#### Exercise description
List every line below containing "positions".
[[ Entries shown open ]]
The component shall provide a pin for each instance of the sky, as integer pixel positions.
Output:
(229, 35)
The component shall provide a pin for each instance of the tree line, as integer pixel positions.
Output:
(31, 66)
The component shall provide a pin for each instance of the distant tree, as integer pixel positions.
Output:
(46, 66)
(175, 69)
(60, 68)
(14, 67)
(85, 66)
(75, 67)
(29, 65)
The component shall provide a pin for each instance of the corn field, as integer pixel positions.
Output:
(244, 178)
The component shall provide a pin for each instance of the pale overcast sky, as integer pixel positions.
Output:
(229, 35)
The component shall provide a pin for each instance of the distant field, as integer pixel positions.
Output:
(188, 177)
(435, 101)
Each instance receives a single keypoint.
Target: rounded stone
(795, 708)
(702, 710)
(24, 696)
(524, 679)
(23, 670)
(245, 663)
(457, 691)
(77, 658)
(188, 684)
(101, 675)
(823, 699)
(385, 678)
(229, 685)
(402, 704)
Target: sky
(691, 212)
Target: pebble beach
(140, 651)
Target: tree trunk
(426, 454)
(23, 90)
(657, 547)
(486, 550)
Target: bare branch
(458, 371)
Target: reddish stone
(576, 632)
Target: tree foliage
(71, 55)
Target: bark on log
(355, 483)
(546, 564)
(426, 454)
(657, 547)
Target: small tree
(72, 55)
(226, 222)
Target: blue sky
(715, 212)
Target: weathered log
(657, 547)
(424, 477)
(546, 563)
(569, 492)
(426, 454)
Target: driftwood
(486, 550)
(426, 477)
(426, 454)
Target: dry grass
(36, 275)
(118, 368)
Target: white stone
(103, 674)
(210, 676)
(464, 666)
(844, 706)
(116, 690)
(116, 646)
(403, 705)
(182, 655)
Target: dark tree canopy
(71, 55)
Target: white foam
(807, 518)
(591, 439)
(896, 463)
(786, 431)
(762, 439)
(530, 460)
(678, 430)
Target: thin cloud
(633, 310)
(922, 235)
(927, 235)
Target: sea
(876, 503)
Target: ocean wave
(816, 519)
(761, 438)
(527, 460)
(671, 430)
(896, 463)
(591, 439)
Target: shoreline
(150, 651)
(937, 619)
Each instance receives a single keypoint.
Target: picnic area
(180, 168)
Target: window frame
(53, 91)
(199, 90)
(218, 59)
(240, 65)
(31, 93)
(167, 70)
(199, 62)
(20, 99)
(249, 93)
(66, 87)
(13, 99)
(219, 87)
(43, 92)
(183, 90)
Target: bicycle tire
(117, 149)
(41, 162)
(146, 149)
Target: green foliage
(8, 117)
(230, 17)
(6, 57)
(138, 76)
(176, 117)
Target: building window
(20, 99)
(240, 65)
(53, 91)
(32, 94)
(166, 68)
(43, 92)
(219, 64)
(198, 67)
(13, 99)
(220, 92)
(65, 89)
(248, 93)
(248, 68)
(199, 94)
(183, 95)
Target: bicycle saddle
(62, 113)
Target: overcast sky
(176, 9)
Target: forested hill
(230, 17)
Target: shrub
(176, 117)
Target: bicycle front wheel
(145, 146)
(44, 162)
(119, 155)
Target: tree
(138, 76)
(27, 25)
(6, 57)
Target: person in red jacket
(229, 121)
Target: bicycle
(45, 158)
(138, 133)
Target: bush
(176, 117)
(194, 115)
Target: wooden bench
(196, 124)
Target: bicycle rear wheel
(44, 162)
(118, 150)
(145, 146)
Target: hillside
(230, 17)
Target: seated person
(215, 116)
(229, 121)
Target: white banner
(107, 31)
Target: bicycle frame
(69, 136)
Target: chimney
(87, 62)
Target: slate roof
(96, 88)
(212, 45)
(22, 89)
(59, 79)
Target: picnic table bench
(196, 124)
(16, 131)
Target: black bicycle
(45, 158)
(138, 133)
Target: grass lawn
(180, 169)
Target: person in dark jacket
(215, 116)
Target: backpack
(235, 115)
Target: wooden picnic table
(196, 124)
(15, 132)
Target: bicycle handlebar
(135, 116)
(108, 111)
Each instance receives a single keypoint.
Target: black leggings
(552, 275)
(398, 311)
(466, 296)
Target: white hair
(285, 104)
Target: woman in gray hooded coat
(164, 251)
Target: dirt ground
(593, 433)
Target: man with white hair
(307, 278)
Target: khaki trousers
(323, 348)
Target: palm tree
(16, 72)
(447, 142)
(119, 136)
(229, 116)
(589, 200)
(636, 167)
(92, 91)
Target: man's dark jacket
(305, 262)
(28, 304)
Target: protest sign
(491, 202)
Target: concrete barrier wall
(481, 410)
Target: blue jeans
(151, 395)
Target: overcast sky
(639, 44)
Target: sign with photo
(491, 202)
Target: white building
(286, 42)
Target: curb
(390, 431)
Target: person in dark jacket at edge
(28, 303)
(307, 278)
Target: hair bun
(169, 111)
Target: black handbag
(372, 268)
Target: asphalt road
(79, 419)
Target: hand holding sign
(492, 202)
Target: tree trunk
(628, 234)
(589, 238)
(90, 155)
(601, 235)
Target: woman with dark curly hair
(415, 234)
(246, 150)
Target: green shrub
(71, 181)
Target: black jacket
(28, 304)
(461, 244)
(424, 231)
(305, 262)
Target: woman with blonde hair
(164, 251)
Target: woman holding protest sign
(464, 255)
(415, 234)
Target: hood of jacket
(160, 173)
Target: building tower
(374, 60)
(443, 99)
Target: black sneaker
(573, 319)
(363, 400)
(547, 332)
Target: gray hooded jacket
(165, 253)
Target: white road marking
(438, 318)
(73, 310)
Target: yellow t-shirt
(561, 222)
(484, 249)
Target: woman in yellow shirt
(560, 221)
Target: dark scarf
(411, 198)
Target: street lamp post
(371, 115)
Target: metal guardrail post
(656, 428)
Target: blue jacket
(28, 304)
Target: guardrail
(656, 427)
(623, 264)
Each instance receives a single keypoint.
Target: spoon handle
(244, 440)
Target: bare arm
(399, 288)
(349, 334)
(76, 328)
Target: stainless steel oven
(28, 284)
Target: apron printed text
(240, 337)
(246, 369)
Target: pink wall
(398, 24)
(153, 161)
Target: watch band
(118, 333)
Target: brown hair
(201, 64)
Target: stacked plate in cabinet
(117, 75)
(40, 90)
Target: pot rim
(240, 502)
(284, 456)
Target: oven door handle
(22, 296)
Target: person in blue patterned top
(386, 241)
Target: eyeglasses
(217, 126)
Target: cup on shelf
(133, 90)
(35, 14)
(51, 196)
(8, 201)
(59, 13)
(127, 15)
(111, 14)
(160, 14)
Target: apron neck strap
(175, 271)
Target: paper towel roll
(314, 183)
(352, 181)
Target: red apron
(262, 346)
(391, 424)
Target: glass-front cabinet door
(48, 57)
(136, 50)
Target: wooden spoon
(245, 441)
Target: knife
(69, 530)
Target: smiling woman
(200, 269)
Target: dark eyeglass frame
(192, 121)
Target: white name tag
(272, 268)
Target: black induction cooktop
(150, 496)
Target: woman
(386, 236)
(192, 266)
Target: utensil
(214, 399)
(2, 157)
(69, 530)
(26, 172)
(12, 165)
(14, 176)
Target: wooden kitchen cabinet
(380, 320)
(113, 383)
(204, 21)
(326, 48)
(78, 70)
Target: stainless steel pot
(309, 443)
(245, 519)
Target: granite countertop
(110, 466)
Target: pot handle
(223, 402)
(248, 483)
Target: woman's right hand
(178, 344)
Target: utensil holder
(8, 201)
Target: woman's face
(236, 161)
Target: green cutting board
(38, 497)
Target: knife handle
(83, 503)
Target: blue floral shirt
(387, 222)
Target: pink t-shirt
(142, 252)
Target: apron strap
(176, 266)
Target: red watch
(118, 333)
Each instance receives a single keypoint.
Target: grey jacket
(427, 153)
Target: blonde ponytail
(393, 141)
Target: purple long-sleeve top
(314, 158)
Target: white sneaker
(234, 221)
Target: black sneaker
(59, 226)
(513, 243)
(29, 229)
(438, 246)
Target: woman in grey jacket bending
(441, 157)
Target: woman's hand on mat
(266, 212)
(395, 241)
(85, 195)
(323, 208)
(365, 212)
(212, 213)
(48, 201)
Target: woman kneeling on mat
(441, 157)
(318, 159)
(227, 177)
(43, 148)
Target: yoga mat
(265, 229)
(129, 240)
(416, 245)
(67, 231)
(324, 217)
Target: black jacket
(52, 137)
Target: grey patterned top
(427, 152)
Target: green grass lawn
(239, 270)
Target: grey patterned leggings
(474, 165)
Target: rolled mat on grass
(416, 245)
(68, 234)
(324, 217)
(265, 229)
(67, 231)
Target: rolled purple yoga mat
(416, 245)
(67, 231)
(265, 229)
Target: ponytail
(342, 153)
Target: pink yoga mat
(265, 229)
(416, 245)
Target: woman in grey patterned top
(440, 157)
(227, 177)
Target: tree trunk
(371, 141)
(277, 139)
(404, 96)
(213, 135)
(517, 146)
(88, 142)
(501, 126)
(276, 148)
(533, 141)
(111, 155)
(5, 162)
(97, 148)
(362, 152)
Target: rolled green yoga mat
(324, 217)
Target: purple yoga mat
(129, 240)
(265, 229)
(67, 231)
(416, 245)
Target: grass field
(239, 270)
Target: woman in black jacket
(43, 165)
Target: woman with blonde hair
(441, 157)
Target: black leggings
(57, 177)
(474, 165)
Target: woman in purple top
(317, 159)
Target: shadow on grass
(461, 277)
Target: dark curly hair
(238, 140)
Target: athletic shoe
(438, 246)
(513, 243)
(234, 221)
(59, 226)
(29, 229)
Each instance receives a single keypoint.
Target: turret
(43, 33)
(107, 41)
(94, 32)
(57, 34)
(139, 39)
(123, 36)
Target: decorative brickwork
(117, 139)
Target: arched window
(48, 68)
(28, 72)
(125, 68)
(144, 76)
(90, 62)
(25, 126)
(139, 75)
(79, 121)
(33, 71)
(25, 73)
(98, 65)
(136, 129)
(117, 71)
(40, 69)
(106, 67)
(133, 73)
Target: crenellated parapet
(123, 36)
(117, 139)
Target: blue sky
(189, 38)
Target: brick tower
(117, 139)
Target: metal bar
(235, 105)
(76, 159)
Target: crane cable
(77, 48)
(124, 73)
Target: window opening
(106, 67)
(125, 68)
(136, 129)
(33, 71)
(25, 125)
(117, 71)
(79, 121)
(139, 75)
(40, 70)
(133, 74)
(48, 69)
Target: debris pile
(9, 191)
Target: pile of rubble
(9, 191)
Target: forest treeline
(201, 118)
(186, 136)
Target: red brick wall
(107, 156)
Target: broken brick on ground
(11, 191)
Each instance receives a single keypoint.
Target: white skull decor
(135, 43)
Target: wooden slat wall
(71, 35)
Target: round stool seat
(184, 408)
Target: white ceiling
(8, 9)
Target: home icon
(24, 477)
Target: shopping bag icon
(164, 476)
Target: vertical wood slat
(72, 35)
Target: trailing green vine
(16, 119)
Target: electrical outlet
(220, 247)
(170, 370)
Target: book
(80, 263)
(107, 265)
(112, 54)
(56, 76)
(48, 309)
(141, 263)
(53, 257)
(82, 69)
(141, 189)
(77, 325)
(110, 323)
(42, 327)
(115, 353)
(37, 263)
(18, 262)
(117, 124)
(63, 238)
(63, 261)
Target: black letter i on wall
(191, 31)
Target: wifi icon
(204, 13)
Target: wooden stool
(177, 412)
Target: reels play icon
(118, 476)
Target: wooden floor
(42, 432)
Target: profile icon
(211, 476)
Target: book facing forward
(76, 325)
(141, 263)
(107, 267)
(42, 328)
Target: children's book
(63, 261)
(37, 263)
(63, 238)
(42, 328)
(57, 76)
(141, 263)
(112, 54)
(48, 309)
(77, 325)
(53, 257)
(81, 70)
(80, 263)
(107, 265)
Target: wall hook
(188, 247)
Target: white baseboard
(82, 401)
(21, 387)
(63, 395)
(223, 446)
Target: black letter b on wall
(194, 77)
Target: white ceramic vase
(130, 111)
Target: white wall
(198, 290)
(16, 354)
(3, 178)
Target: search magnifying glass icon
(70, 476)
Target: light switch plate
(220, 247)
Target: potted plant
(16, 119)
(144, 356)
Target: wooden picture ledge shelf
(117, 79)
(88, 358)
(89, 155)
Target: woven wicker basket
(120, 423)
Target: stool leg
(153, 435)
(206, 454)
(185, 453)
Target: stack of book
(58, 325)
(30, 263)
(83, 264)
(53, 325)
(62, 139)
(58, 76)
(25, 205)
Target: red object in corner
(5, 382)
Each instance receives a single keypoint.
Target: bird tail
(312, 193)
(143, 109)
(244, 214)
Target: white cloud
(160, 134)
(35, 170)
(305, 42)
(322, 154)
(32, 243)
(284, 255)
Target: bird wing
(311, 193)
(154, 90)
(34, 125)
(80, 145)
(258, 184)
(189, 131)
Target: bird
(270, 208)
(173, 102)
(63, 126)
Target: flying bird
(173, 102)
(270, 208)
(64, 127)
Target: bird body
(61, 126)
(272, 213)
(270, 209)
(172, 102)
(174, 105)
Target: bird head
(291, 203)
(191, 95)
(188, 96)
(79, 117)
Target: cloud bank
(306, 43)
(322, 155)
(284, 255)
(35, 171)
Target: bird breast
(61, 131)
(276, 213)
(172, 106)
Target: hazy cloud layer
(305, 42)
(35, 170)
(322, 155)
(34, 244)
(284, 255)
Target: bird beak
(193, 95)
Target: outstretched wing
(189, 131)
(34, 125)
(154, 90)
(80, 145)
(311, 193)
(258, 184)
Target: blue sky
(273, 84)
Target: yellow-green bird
[[ Entries shown closed ]]
#### Finished task
The component shall provide a pin for each instance of the sky, as integer pixel positions.
The component shall provide a pin for each instance of the tree line, as integer pixel positions.
The component shall provide a pin for each instance of the distant tree, as integer pixel positions.
The component shall provide a pin for each instance of the corn field, as integer pixel positions.
The component shall provide a pin for each instance of the pale overcast sky, as integer pixel positions.
The component shall provide a pin for each instance of the distant field, as integer pixel positions.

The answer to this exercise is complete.